**The problem**: Among the lines below, keep only those from the one containing "94L374 95L375 89L357" through the one containing "positive clicks: (332, 223) (365, 153)", and reproduce them exactly.

--- Data extracts ---

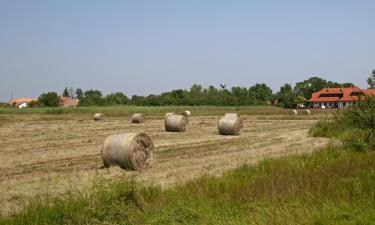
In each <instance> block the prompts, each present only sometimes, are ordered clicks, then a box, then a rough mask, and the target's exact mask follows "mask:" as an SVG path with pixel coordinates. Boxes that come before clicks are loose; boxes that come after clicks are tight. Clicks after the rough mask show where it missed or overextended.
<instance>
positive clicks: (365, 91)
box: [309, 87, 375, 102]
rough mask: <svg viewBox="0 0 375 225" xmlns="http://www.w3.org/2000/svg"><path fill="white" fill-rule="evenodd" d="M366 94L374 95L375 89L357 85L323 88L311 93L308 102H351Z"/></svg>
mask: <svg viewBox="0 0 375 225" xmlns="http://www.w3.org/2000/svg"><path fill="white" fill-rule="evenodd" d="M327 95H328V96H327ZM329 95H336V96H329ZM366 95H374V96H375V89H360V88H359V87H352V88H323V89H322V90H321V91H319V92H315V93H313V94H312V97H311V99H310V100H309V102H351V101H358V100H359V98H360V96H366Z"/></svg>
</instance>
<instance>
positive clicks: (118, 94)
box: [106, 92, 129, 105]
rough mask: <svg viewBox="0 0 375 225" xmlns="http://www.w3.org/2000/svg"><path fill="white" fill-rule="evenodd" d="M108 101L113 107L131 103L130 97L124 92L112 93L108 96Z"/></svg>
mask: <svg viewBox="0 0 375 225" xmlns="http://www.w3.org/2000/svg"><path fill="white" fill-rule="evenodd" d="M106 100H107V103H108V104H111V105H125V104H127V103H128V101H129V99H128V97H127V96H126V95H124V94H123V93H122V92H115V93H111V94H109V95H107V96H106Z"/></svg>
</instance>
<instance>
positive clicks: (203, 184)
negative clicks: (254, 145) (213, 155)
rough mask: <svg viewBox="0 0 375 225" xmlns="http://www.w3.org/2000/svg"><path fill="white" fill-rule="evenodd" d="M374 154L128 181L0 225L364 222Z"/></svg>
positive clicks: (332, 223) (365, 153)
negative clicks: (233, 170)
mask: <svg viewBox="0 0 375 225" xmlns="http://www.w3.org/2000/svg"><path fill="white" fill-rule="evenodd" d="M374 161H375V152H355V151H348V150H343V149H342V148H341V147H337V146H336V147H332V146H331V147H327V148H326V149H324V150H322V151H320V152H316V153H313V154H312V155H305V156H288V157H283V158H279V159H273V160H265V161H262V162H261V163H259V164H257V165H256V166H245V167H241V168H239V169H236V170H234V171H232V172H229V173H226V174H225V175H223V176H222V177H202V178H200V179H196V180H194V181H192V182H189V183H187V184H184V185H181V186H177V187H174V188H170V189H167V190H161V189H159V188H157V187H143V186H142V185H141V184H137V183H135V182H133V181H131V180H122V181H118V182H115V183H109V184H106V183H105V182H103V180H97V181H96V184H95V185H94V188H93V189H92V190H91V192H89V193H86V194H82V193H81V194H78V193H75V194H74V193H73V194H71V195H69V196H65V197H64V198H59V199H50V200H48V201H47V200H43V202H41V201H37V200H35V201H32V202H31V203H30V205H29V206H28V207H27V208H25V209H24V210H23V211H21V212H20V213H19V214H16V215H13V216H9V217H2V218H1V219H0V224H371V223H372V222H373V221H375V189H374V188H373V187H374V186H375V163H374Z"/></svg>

---

**Completed exercise**:
rough mask: <svg viewBox="0 0 375 225" xmlns="http://www.w3.org/2000/svg"><path fill="white" fill-rule="evenodd" d="M366 94L374 95L375 89L357 85L323 88L311 93L308 102H351Z"/></svg>
mask: <svg viewBox="0 0 375 225" xmlns="http://www.w3.org/2000/svg"><path fill="white" fill-rule="evenodd" d="M327 95H328V96H327ZM329 95H336V96H329ZM366 95H374V96H375V89H360V88H359V87H352V88H323V89H322V90H321V91H319V92H315V93H313V94H312V97H311V99H310V100H309V102H351V101H358V100H359V98H360V96H366Z"/></svg>
</instance>
<instance>
positive clicks: (118, 94)
box: [106, 92, 129, 105]
rough mask: <svg viewBox="0 0 375 225" xmlns="http://www.w3.org/2000/svg"><path fill="white" fill-rule="evenodd" d="M108 101L113 107L131 103L130 97L124 92L112 93L108 96Z"/></svg>
mask: <svg viewBox="0 0 375 225" xmlns="http://www.w3.org/2000/svg"><path fill="white" fill-rule="evenodd" d="M106 100H107V103H108V104H111V105H125V104H127V103H128V101H129V99H128V97H127V96H126V95H124V94H123V93H122V92H115V93H111V94H109V95H107V96H106Z"/></svg>
</instance>
<instance>
positive clicks: (203, 184)
negative clicks: (254, 145) (213, 155)
rough mask: <svg viewBox="0 0 375 225" xmlns="http://www.w3.org/2000/svg"><path fill="white" fill-rule="evenodd" d="M374 154L128 181L0 225L364 222Z"/></svg>
positive clicks: (332, 223) (365, 153)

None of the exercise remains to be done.